- 課題 1 -
高齢女性の性機能障害についての本文をもとに、次の問いに答えてください。
(a) 高齢の女性がセックスをしなくなる主な理由は何ですか?
(b) 高齢女性において最もよく発生する問題は何ですか?
(c) テストステロンはおよそ何歳までに作られなくなりますか?
- 課題 2 -
高齢女性の性機能障害についての本文のうち、「加齢に関連する注意点:高齢女性における性機能障害」から「若い女性と同様に高齢女性において最もよく発生する問題は性行為への関心の喪失です。」までの部分をそのまま書き写してください。

- 本文 -

加齢に関連する注意点:高齢女性における性機能障害

高齢の女性がセックスをしなくなる主な理由は、性的に機能できるパートナーがいないことです。しかし、加齢に伴う変化、特に閉経によって起こる変化によって、女性は性機能障害を経験しやすくなります。また、糖尿病動脈硬化尿路感染症関節炎などの加齢とともに多くなる病気が性機能を妨げます。しかし、これらの変化により性行為やその楽しみを終わらせる必要はなく、高齢女性に起こる性機能障害の原因はすべて加齢に伴う変化であるとは限りません。

若い女性と同様に高齢女性において最もよく発生する問題は性行為への関心の喪失です。

女性の加齢とともに、エストロゲンの分泌量が減少します。

  • 腟口周辺の組織(陰唇)と腟壁が弾力を失い薄くなります(外陰腟萎縮)。エストロゲンの分泌が減少するために、組織が炎症を起こして刺激されることもあります(萎縮性腟炎と呼ばれます)。これらの変化はいずれも、挿入を伴う性行為の際に痛みを引き起こすことがあります。

  • 腟液の分泌が減少し、性交中の潤滑性が失われます。

  • 30代になるとテストステロンの分泌量が減少し始め、およそ70歳までにテストステロンは作られなくなります。この減少が性的関心および性的反応の低下につながるかどうかは分かっていません。

- 提供記録 -
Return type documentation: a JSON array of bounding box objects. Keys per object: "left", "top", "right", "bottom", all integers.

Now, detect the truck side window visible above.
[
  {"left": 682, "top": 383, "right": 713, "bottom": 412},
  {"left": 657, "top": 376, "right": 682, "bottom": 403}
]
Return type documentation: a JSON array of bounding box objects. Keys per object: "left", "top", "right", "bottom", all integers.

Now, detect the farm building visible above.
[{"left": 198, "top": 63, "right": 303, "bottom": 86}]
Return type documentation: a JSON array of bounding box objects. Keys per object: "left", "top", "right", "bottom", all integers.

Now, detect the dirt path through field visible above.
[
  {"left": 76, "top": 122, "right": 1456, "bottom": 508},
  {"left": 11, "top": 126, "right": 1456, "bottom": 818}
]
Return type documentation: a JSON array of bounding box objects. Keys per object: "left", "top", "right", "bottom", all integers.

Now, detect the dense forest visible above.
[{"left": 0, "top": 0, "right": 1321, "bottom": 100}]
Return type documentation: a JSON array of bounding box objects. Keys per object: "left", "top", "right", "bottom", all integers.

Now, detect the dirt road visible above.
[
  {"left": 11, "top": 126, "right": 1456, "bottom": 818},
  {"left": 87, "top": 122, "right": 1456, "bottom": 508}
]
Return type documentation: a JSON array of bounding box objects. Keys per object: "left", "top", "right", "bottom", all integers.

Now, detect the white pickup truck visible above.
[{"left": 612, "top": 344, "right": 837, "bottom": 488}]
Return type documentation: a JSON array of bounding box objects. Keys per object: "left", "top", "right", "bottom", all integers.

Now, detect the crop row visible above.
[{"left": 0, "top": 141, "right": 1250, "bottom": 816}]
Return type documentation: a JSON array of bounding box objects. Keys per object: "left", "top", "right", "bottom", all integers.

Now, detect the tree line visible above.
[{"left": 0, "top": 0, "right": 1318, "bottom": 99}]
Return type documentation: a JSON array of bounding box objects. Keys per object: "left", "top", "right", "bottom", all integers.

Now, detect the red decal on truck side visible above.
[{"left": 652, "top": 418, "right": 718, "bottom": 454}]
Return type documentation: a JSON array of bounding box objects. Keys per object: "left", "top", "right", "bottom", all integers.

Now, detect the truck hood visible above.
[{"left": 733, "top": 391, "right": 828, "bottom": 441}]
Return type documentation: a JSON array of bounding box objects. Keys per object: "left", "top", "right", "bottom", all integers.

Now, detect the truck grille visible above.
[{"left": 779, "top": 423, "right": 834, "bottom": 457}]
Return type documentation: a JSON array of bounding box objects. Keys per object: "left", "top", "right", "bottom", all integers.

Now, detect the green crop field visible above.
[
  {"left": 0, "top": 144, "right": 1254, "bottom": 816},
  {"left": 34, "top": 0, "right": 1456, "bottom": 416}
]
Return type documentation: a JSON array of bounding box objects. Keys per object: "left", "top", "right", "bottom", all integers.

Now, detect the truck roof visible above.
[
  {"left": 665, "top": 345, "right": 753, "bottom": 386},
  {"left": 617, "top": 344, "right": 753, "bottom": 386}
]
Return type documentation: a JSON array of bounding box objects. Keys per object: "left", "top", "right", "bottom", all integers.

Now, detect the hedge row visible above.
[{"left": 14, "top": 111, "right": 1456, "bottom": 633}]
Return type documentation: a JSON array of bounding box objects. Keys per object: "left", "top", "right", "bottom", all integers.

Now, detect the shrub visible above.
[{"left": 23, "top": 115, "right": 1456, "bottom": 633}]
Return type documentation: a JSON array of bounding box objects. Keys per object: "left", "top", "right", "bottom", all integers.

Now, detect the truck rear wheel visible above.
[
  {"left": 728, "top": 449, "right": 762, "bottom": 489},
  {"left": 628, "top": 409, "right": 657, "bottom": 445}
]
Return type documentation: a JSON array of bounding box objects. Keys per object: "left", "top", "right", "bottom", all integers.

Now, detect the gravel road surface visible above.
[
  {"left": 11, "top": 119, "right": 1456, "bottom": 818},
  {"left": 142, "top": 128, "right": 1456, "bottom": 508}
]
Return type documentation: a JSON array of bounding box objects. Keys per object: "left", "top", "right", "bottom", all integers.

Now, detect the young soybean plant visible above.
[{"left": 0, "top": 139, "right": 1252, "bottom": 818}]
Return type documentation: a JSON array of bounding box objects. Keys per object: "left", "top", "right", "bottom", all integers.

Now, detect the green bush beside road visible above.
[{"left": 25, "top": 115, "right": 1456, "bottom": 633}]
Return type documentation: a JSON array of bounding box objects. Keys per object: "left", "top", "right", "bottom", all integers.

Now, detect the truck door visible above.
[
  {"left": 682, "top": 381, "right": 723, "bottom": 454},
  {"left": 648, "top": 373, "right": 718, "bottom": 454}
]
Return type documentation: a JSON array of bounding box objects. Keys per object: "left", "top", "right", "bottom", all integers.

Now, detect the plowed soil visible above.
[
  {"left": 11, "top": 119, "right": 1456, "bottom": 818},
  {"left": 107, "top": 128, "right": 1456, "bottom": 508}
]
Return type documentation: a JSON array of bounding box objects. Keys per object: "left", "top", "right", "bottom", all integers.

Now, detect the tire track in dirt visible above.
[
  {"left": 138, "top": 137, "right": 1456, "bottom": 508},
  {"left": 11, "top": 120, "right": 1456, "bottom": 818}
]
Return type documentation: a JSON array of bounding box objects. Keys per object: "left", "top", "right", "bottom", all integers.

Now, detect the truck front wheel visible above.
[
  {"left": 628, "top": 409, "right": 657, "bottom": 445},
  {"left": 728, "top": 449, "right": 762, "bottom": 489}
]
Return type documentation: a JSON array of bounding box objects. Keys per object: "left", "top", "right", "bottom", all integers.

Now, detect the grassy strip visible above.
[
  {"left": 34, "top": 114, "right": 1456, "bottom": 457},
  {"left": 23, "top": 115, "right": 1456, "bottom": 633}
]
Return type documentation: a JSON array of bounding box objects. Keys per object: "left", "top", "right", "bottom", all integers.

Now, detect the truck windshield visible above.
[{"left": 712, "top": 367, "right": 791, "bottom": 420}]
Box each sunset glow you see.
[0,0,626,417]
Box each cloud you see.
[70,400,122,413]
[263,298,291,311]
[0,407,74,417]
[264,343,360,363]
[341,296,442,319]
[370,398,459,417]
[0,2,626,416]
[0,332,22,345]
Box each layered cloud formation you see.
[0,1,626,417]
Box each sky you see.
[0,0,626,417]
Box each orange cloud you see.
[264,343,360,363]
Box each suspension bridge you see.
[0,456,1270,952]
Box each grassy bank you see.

- 解答 1 -
(a) 性的に機能できるパートナーがいないこと
(b) 性行為への関心の喪失
(c) およそ70歳

- 解答 2 -
加齢に関連する注意点:高齢女性における性機能障害

高齢の女性がセックスをしなくなる主な理由は、性的に機能できるパートナーがいないことです。しかし、加齢に伴う変化、特に閉経によって起こる変化によって、女性は性機能障害を経験しやすくなります。また、糖尿病動脈硬化尿路感染症関節炎などの加齢とともに多くなる病気が性機能を妨げます。しかし、これらの変化により性行為やその楽しみを終わらせる必要はなく、高齢女性に起こる性機能障害の原因はすべて加齢に伴う変化であるとは限りません。

若い女性と同様に高齢女性において最もよく発生する問題は性行為への関心の喪失です。